■ **指示文 1**
抜粋テキストによると、陳凱歌が検閲を潜り抜けるためにさまざまな工夫を行ったという逸話があるのはどの作品か。
■ **指示文 2**
抜粋テキストの「細部のディテールと迫力をすべ」から「終わることはできないだろう。」に至るまでの全文を、一字一句違えずに書き写すこと。

特に、最初の群衆のシーン、練習生の顔、顔、顔!
細部のディテールと迫力をすべてカメラに納め、リアリズムの追求とはこのことかと思った。
覇王別姫の構成になぞらえた、ストーリー構成も見事。これで、映画が終わるのだ、という確信と共にエンドロールとなる、まさに理想的映画体験だった。
私は、中国史に明るい方でないが、京劇というものを通して、中国の戦全戦後史、そして文化大革命を体験することのできるという意味で、歴史性のある豊かな作品だと思った。
陳凱歌は、「黄色い大地」で、検閲を潜り抜けるためにさまざまな工夫を行ったという逸話をいくつも聞いたことがある。
彼の思想というものは、非常にはっきりと感じられる作品ではあるし、その印象が中国現代文化においてはどのような位置を占めるのか、興味が湧くものであるが、やはり、その豊かさ、広大さ、スケールの大きさという意味で、これに肩を並べる作品に、あまり私は出会えていない。
 
リマスター上映で観られて本当に良かった。映画とは映画館で観るものだ。それを痛感させられる映画だった。私も含め、多くの人は、この時代に、デバイス上でこの映画を観終わることはできないだろう。

■ **表示データ**
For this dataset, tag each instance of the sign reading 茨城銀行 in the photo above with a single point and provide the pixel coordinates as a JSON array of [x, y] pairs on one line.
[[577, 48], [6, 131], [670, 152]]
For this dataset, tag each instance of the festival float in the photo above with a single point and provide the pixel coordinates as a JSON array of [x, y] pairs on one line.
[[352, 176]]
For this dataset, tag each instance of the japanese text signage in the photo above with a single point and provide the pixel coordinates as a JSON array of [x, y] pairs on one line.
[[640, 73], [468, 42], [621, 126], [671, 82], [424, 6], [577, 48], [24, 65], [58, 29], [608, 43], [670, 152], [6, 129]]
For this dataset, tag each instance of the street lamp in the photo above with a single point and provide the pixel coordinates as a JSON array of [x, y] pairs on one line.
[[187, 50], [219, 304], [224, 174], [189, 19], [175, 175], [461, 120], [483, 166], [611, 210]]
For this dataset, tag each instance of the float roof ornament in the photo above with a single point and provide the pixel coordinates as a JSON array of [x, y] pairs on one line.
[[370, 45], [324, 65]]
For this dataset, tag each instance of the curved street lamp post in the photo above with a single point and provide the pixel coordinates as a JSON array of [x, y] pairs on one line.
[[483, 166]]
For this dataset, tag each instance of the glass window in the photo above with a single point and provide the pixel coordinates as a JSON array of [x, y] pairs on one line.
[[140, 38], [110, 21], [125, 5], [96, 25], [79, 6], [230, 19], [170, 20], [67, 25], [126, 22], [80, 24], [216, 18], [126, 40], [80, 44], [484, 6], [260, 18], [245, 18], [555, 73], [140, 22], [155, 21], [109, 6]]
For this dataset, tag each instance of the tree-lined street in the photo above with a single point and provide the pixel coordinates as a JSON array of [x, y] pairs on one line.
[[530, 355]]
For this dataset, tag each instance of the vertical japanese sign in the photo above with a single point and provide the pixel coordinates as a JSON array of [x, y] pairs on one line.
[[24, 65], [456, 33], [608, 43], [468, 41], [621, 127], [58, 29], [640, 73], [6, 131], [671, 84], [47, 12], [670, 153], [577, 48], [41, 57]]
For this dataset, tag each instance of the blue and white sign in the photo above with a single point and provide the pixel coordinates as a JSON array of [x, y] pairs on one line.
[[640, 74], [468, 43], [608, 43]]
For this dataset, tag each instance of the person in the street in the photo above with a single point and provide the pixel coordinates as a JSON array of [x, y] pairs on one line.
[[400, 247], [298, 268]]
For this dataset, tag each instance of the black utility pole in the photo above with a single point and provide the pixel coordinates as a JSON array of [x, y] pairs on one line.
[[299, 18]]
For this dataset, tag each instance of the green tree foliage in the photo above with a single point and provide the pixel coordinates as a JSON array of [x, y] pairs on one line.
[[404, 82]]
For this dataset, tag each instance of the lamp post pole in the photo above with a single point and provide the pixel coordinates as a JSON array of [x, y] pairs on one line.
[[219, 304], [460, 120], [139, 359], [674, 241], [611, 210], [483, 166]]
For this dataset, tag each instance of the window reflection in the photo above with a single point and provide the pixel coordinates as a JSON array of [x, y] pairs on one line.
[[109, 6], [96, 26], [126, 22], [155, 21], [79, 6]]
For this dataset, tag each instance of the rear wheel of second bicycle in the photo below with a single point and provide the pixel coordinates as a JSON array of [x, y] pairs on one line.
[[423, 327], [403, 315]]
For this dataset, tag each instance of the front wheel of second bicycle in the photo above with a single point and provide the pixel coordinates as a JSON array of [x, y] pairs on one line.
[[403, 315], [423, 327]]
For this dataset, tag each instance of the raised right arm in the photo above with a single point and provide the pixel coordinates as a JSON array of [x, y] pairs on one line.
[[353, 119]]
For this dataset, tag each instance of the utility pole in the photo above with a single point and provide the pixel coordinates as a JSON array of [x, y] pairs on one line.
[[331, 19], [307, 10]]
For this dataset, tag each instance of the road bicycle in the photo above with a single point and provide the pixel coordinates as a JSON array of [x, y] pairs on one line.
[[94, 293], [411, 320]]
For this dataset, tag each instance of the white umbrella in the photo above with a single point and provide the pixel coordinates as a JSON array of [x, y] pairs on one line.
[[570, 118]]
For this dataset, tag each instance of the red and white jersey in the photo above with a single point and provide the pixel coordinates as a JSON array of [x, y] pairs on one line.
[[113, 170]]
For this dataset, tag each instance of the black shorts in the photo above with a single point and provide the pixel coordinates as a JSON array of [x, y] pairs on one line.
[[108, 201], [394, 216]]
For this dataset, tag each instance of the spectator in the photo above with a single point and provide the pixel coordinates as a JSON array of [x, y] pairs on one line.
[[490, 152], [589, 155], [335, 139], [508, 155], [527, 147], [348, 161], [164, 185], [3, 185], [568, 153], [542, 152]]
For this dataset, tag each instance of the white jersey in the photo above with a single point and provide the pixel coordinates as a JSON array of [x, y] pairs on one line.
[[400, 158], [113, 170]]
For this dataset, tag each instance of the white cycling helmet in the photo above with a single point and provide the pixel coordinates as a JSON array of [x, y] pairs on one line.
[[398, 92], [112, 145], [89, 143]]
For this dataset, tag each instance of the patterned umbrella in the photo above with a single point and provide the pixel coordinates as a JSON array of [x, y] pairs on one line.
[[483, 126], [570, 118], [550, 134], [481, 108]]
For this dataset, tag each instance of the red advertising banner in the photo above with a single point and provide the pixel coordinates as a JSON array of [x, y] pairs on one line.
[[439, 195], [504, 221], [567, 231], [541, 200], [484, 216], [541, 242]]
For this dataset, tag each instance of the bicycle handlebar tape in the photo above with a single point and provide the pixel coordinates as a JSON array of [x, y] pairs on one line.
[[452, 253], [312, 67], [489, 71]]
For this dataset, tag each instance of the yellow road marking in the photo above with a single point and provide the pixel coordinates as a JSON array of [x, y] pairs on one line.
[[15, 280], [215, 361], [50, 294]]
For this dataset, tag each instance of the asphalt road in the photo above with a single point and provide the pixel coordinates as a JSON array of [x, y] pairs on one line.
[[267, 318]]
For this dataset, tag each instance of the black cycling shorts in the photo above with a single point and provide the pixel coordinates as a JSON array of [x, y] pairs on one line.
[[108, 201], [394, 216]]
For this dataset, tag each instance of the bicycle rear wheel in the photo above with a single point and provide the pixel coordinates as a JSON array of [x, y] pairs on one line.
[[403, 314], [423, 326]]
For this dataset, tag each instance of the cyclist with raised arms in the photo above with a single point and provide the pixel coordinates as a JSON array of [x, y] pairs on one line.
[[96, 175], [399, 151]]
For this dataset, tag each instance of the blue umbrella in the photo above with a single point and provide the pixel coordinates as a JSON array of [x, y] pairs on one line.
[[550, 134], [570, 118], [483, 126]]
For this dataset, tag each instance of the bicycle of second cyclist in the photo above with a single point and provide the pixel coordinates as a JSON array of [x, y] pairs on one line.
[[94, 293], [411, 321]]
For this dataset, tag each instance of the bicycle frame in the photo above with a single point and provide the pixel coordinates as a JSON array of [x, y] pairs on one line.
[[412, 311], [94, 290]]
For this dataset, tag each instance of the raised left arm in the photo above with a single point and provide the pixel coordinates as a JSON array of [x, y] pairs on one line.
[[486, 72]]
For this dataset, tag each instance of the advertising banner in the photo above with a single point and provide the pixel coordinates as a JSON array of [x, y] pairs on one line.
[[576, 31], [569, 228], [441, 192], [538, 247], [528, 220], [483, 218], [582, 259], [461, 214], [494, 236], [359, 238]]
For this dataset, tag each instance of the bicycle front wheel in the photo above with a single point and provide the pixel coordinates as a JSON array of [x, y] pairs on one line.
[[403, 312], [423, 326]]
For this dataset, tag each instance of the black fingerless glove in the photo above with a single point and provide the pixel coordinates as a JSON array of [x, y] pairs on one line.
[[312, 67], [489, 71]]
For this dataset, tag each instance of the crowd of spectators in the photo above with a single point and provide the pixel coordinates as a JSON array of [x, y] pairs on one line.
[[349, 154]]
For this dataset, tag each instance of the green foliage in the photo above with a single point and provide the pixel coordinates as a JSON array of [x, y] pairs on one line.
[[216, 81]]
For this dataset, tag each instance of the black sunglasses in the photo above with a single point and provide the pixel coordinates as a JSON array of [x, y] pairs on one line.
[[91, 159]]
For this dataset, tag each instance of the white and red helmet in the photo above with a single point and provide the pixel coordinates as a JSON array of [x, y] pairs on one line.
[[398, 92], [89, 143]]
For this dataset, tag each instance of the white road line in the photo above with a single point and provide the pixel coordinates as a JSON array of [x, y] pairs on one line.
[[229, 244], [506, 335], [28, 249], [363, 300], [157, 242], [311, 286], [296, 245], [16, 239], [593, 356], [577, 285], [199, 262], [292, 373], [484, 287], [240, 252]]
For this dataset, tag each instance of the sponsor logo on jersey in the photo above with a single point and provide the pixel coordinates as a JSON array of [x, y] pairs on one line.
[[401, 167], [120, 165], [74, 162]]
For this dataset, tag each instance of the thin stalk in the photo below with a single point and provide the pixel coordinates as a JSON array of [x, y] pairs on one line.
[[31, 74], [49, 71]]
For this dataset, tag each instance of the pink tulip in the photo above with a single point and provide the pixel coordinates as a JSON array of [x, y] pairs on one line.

---

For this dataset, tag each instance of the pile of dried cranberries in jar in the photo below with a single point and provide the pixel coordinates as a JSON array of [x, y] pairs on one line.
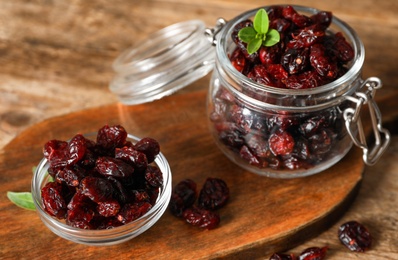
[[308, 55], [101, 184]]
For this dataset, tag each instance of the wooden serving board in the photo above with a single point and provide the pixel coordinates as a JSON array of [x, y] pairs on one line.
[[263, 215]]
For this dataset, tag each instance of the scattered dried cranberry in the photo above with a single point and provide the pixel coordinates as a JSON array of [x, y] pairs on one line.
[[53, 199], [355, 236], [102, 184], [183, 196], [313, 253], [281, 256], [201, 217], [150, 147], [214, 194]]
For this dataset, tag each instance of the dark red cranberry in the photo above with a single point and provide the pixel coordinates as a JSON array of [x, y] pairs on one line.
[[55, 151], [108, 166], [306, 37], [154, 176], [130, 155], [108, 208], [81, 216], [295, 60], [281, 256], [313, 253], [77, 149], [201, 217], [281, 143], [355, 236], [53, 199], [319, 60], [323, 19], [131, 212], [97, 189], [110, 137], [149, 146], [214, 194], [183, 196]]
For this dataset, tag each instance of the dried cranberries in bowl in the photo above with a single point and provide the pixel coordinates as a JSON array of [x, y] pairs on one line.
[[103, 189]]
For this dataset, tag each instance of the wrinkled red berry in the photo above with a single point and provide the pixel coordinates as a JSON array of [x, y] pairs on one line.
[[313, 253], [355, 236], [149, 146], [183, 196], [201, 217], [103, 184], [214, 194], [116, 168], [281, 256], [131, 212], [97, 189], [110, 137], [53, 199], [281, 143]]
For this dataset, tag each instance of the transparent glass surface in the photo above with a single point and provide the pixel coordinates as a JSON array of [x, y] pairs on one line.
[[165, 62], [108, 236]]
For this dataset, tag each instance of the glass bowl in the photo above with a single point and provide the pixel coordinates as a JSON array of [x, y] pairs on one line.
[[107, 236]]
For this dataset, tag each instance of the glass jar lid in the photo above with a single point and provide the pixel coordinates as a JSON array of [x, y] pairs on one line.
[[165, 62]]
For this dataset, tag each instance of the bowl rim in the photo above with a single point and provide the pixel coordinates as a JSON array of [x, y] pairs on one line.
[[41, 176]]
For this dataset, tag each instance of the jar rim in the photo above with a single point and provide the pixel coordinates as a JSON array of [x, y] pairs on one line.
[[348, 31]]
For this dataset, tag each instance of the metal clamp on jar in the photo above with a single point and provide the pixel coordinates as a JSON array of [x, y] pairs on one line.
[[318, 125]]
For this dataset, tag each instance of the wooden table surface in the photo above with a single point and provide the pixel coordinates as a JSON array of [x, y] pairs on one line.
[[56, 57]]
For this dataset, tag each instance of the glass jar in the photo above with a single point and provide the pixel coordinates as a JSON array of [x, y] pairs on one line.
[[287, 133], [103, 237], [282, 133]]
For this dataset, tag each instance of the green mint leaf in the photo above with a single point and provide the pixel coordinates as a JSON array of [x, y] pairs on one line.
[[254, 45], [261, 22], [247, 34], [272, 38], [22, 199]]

--

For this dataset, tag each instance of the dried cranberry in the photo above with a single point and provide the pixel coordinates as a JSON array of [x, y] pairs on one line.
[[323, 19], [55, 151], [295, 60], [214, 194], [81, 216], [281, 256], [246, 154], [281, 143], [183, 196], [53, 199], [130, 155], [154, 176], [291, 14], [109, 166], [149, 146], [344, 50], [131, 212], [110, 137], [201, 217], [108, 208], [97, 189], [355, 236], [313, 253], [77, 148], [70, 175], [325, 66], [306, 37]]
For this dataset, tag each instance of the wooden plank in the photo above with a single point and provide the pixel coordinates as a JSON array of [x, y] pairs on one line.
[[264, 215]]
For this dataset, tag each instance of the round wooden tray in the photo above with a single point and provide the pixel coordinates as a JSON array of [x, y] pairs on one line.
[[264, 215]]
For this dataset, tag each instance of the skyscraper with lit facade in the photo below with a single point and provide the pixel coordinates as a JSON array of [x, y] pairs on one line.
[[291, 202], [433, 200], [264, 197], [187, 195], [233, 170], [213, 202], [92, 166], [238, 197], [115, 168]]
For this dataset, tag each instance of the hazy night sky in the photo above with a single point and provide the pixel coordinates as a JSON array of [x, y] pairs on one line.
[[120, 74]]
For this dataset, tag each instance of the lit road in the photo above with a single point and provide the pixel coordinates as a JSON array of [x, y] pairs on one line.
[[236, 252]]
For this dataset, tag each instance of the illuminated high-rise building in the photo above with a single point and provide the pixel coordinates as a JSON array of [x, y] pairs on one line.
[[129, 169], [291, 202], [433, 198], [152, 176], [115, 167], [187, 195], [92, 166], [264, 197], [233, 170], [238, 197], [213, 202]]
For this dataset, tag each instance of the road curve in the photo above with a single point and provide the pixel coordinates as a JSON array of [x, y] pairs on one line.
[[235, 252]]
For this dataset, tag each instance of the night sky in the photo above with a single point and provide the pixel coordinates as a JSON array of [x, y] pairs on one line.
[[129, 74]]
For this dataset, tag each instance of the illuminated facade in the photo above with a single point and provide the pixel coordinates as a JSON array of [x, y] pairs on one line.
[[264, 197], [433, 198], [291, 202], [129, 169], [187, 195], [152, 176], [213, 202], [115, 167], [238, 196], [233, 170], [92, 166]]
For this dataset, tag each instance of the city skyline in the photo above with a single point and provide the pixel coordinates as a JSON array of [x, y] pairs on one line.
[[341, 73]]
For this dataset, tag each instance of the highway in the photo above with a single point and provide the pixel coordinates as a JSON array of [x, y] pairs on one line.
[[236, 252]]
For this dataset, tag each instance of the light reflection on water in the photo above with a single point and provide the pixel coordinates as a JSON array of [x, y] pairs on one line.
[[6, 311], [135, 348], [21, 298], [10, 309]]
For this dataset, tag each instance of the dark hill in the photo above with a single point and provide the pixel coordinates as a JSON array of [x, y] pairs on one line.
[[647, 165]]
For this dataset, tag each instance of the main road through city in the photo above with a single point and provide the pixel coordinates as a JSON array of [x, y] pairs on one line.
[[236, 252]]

■ **出力全文 1**
「黄色い大地」

■ **出力全文 2**
細部のディテールと迫力をすべてカメラに納め、リアリズムの追求とはこのことかと思った。
覇王別姫の構成になぞらえた、ストーリー構成も見事。これで、映画が終わるのだ、という確信と共にエンドロールとなる、まさに理想的映画体験だった。
私は、中国史に明るい方でないが、京劇というものを通して、中国の戦全戦後史、そして文化大革命を体験することのできるという意味で、歴史性のある豊かな作品だと思った。
陳凱歌は、「黄色い大地」で、検閲を潜り抜けるためにさまざまな工夫を行ったという逸話をいくつも聞いたことがある。
彼の思想というものは、非常にはっきりと感じられる作品ではあるし、その印象が中国現代文化においてはどのような位置を占めるのか、興味が湧くものであるが、やはり、その豊かさ、広大さ、スケールの大きさという意味で、これに肩を並べる作品に、あまり私は出会えていない。
 
リマスター上映で観られて本当に良かった。映画とは映画館で観るものだ。それを痛感させられる映画だった。私も含め、多くの人は、この時代に、デバイス上でこの映画を観終わることはできないだろう。